"Kenaikan Iuran BPJS di tengah situasi kebatinan warga menghadapi tantangan ditengah pandemi dan tantangan situasi ekonomi dirasakan kurang sensitif dan dapat berefek negatif," kata Sri dalam keterangan tertulisnya, di Jakarta, Kamis.
Kenaikan iuran BPJS yang sebelumnya di tetapkan lewat Peraturan Presiden No. 75 tahun 2019 pada akhir Februari 2020 dinyatakan batal lewat keputusan Mahkamah Agung. Kini berbekal Peraturan Presiden No.64 Tahun 2020, pemerintah kembali menetapkan kenaikan iuran BPJS.
Baca juga: Istana jawab kritik soal kenaikan iuran PBJS
Baca juga: Bamsoet minta pemerintah kaji ulang rencana kenaikan iuran BPJS
Anggota Komisi IX DPR RI ini menjelaskan kenaikan iuran BPJS sangat mungkin dilakukan setelah situasi kembali normal dengan diawali perbaikan tata kelola lebih dahulu.
“Kenaikan iuran BPJS ini kurang sensitif perkembangan situasi, sebaiknya dikaji ulang. Kita lihat situasinya, 2,8 juta pekerja terancam PHK. Angka pengangguran diprediksi akan meningkat. Belum lagi usaha-usaha kecil penopang ekonomi warga juga terdampak COVID-19. Kalau pemerintah saja mengatakan bahwa ekonomi baru akan kemungkinan mulai pulih pada tahun 2021, perkiraan yang sama semestinya dipakai juga sebelum menaikKan iuran BPJS," paparnya.
======
SOAL LATIHAN:
- 1) Salin kata demi kata bagian dari teks tentang kenaikan iuran BPJS, dimulai pada kata-kata yang memuat "Kenaikan iuran BPJS yang" dan berhenti setelah kata-kata "kenaikan iuran BPJS.".
- 2) Tentukan apakah setiap pernyataan berikut sesuai dengan teks tentang kenaikan iuran BPJS, lalu jawab ya atau tidak beserta kutipan persis kata-kata teks yang menentukannya. (a) Kenaikan iuran BPJS yang ditetapkan lewat Peraturan Presiden No. 75 tahun 2019 dibatalkan oleh keputusan Mahkamah Agung. (b) Menurut teks, 2,8 juta pekerja sudah terkena PHK. (c) Pemerintah kembali menetapkan kenaikan iuran BPJS berdasarkan Peraturan Presiden No.64 Tahun 2020.

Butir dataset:
======
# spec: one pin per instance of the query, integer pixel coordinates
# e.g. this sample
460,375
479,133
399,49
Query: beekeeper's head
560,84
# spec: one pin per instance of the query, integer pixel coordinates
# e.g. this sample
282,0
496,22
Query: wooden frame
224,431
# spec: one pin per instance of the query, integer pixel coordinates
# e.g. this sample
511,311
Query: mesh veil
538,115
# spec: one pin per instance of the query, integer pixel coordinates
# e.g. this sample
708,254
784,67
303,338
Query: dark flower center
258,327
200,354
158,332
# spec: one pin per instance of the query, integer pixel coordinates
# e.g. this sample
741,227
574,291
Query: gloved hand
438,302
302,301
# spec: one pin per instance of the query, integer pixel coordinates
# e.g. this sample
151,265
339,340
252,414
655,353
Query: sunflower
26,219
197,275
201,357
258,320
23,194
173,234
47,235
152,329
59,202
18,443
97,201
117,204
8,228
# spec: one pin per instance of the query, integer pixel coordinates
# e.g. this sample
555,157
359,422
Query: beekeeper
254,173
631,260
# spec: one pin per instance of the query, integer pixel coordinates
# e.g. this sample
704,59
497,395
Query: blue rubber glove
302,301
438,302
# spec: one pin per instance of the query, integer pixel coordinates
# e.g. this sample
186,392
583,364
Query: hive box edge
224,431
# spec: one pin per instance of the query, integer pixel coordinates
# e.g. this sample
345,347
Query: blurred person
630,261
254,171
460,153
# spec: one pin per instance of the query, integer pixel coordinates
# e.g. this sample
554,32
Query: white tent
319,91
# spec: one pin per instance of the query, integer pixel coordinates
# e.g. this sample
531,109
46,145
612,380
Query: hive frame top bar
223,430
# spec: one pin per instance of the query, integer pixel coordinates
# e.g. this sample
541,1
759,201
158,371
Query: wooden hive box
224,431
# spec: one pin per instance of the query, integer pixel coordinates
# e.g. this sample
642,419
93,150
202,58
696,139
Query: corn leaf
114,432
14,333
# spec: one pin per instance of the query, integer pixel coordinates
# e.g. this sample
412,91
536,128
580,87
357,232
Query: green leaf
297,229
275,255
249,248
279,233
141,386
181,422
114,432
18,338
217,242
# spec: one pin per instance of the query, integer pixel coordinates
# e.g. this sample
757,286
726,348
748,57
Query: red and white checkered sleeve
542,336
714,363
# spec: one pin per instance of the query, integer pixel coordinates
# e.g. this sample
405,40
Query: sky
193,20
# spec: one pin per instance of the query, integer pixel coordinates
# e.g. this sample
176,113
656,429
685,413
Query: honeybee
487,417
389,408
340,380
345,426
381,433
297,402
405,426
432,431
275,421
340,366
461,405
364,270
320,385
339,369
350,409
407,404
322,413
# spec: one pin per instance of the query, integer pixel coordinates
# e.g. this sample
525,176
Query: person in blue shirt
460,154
======
JAWABAN SOAL:
- 1)
Kenaikan iuran BPJS yang sebelumnya di tetapkan lewat Peraturan Presiden No. 75 tahun 2019 pada akhir Februari 2020 dinyatakan batal lewat keputusan Mahkamah Agung. Kini berbekal Peraturan Presiden No.64 Tahun 2020, pemerintah kembali menetapkan kenaikan iuran BPJS.

- 2)
(a) Ya: "dinyatakan batal lewat keputusan Mahkamah Agung"
(b) Tidak: "2,8 juta pekerja terancam PHK"
(c) Ya: "Kini berbekal Peraturan Presiden No.64 Tahun 2020, pemerintah kembali menetapkan kenaikan iuran BPJS."